Direction »
From the records below, keep only the lines that contain the string "player" and copy each of them out. Upper and lower case count, so match the letters case for case.

Material for the task »
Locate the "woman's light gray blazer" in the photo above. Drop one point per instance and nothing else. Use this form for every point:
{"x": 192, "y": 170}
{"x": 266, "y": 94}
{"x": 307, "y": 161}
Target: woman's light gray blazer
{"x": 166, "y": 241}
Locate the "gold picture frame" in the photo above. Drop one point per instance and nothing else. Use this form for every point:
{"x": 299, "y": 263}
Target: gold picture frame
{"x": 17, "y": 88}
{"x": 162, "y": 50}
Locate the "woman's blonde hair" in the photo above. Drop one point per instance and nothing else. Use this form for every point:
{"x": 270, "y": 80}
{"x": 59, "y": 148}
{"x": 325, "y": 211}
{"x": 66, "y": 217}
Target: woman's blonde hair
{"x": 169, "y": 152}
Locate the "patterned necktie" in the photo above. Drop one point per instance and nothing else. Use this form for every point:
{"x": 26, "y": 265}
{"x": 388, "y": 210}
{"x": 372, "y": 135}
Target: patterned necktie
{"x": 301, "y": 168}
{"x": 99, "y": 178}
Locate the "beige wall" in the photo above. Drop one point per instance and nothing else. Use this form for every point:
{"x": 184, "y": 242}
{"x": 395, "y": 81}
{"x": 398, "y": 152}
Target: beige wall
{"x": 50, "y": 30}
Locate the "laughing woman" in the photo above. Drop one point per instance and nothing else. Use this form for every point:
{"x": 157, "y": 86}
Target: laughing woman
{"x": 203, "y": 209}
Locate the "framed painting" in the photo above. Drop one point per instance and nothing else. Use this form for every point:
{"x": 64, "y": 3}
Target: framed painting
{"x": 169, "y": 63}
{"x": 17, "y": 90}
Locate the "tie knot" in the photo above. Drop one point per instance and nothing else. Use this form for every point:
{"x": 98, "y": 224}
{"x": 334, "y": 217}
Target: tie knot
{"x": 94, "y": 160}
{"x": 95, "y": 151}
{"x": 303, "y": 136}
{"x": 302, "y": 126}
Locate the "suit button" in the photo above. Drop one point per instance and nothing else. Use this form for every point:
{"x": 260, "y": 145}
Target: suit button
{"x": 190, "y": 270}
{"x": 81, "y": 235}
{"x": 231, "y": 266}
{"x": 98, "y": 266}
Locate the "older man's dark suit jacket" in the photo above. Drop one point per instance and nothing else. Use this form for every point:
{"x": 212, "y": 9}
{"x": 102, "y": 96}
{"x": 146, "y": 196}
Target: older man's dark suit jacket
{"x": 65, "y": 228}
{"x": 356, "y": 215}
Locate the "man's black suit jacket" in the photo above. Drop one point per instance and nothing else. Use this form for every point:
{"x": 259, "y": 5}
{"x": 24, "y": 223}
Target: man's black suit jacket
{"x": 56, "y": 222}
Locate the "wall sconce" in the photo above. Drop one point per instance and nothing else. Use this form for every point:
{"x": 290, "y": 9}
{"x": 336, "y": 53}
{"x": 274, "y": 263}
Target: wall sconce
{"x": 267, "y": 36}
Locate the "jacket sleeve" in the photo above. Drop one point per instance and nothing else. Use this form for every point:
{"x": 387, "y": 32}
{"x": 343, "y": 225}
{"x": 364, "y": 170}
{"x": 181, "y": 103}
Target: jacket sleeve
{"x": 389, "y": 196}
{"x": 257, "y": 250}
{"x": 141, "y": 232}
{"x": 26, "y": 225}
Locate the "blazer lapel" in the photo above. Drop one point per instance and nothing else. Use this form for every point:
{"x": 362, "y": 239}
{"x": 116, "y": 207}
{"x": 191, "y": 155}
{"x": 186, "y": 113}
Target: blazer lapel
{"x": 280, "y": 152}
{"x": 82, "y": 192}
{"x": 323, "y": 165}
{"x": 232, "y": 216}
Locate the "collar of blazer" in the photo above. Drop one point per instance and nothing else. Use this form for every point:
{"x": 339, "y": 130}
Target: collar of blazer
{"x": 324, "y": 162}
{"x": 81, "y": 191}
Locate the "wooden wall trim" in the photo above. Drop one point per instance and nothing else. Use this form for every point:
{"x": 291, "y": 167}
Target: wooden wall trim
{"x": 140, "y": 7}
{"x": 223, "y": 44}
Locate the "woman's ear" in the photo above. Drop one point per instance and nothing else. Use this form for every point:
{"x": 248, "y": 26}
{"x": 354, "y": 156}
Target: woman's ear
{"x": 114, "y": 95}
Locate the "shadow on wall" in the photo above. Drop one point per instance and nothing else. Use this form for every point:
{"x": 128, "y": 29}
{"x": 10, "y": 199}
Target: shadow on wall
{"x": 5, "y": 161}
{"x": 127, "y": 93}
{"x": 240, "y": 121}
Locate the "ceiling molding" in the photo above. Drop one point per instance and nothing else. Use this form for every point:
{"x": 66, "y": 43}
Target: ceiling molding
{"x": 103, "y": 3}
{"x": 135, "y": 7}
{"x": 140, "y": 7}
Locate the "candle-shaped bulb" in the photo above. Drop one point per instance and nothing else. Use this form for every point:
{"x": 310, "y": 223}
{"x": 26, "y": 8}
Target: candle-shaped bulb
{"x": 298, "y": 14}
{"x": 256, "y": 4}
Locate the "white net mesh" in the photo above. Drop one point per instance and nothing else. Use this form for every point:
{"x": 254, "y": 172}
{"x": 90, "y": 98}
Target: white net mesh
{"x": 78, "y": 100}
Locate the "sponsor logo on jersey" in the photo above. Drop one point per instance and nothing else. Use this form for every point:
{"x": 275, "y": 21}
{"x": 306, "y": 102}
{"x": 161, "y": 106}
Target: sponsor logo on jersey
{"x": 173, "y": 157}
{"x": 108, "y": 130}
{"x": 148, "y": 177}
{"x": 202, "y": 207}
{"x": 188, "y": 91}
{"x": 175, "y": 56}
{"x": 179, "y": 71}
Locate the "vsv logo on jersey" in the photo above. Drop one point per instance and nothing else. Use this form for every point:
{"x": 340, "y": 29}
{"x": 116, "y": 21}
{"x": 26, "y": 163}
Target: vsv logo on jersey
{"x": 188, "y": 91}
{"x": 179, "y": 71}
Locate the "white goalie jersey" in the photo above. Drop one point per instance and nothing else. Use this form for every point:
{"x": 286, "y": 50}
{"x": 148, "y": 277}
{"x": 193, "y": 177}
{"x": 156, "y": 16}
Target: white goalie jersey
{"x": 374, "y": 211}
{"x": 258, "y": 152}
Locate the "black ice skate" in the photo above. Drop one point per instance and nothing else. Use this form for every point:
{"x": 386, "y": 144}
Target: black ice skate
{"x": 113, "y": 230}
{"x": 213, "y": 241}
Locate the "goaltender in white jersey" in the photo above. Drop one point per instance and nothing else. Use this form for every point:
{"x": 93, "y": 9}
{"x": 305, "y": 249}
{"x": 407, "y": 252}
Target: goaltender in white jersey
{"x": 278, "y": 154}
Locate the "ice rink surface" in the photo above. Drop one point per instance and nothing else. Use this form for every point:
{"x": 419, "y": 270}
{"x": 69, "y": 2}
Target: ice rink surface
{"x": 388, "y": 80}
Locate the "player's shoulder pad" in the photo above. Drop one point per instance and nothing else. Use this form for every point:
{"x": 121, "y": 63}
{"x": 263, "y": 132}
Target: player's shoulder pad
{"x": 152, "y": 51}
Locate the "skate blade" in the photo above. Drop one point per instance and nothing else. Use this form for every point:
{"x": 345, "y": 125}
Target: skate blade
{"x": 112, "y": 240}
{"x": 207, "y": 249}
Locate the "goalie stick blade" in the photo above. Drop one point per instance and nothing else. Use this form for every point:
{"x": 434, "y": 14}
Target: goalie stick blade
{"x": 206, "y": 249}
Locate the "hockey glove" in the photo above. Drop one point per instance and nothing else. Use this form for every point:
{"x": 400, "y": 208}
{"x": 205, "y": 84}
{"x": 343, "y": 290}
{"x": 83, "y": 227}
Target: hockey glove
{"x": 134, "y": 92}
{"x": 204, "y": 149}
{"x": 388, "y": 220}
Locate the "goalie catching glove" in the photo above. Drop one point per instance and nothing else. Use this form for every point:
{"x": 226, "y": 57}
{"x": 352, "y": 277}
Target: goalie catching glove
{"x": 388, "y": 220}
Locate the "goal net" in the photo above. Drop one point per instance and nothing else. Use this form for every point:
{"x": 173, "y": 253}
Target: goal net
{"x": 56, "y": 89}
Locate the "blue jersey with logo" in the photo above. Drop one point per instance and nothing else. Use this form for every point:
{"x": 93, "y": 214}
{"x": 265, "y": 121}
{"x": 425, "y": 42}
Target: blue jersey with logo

Reply to the exercise »
Locate the "player's shoulder pad" in the photo above. Drop one point per instance and nothing else. Use this form for every point:
Target: player's shoulder pad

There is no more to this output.